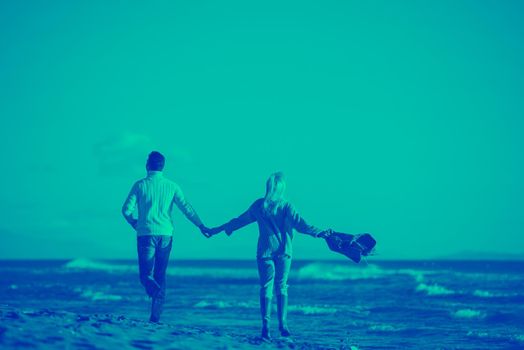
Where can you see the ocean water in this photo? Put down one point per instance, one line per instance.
(380, 305)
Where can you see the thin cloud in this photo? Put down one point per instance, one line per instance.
(127, 151)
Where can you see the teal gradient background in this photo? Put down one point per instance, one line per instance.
(404, 119)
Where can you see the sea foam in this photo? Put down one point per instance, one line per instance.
(337, 272)
(86, 264)
(433, 289)
(468, 313)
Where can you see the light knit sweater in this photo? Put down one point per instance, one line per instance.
(154, 197)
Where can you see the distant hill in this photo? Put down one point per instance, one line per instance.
(474, 255)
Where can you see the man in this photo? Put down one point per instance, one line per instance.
(154, 197)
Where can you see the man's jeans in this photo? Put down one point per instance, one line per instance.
(273, 272)
(153, 258)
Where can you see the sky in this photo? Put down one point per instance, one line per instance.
(402, 119)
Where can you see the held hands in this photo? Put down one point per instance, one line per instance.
(208, 232)
(325, 234)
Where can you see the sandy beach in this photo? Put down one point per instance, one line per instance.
(45, 328)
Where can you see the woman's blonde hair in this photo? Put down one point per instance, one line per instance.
(275, 188)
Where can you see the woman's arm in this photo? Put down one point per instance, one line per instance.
(301, 225)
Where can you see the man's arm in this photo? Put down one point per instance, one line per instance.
(129, 207)
(186, 208)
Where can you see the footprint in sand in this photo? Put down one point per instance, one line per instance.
(84, 344)
(142, 344)
(52, 339)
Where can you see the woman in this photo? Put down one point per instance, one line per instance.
(276, 219)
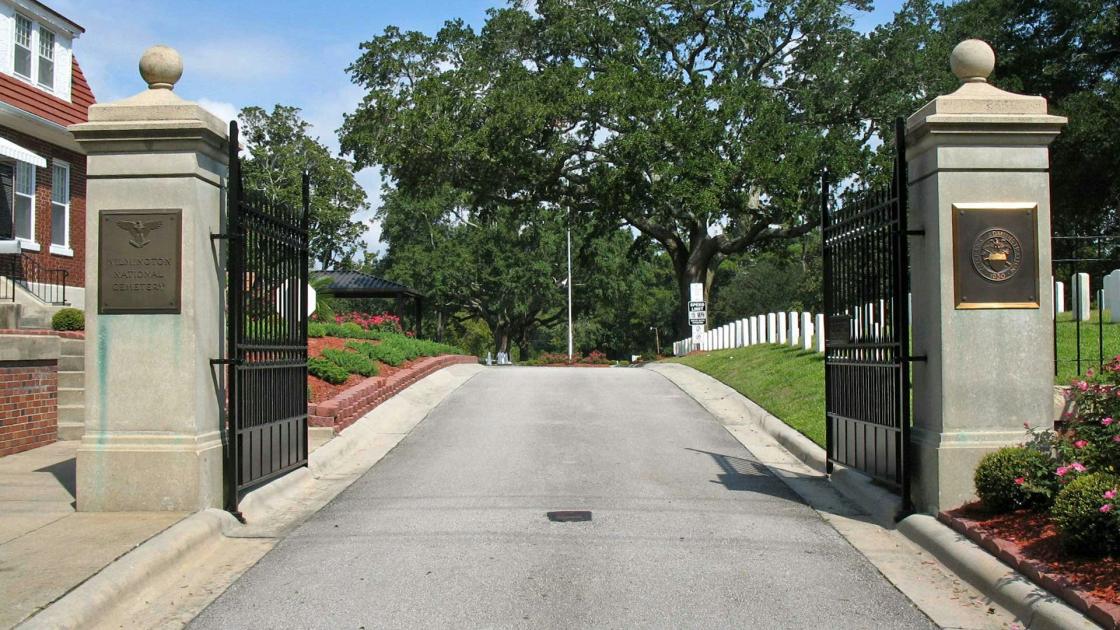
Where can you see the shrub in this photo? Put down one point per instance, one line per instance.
(68, 320)
(1015, 478)
(353, 362)
(1084, 515)
(1091, 434)
(326, 370)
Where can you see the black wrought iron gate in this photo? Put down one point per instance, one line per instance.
(267, 329)
(867, 341)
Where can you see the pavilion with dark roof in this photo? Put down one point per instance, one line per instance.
(358, 285)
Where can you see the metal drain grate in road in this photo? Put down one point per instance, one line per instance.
(569, 516)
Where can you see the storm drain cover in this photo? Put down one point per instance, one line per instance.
(569, 516)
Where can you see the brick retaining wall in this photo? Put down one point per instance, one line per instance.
(345, 408)
(28, 405)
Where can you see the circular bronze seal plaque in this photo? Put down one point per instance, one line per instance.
(997, 255)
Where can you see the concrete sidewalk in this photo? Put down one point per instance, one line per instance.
(46, 547)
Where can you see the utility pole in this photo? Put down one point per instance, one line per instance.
(569, 296)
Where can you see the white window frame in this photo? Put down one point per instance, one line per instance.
(63, 249)
(28, 244)
(37, 28)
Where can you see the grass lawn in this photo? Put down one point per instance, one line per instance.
(785, 381)
(1090, 344)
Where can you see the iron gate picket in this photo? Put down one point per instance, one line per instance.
(267, 329)
(867, 341)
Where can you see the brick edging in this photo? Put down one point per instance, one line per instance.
(1106, 613)
(346, 407)
(64, 334)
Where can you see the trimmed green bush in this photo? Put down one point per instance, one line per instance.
(1015, 478)
(353, 362)
(326, 370)
(1083, 527)
(68, 320)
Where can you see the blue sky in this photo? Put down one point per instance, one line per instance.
(267, 52)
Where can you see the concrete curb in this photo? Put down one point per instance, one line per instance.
(85, 604)
(730, 402)
(1015, 592)
(1036, 607)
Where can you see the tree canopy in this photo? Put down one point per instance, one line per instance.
(280, 150)
(705, 126)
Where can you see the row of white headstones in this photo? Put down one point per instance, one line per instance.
(794, 329)
(1081, 292)
(801, 330)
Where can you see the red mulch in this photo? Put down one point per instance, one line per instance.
(1036, 539)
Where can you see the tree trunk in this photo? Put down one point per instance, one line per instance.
(692, 270)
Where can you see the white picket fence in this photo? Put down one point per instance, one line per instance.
(794, 329)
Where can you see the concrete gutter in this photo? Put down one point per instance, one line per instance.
(1034, 605)
(270, 511)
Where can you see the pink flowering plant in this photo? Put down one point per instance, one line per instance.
(1089, 438)
(380, 322)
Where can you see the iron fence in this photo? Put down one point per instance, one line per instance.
(1095, 256)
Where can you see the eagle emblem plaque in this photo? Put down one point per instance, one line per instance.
(139, 261)
(996, 255)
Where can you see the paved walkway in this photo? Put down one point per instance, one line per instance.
(46, 548)
(449, 529)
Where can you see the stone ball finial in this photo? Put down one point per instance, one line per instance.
(972, 61)
(160, 66)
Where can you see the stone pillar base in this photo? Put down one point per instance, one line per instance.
(138, 472)
(944, 464)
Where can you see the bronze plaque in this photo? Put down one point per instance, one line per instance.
(996, 255)
(139, 261)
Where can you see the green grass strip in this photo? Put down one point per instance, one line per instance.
(786, 381)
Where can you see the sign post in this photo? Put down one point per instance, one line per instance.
(698, 312)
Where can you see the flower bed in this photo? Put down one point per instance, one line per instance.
(1028, 542)
(595, 359)
(363, 360)
(1051, 508)
(347, 406)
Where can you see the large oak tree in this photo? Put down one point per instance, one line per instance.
(703, 124)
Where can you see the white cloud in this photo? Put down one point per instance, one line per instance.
(251, 59)
(223, 110)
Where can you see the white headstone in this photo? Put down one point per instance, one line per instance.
(1112, 295)
(1080, 294)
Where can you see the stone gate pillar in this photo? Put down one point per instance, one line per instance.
(157, 166)
(982, 293)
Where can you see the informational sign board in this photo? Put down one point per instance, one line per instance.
(139, 261)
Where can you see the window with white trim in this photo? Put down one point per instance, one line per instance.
(25, 201)
(59, 206)
(24, 30)
(46, 58)
(40, 56)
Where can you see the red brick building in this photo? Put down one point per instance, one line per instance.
(42, 167)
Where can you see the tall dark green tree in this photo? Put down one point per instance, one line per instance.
(280, 148)
(702, 124)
•••
Your answer should hold only the lines from the one with "Where can you see the tall" through the end of the listing above, both ends included, written out exactly.

Where can you see the tall dark green tree in this photo? Put down one point per instance, one line per instance.
(280, 148)
(702, 124)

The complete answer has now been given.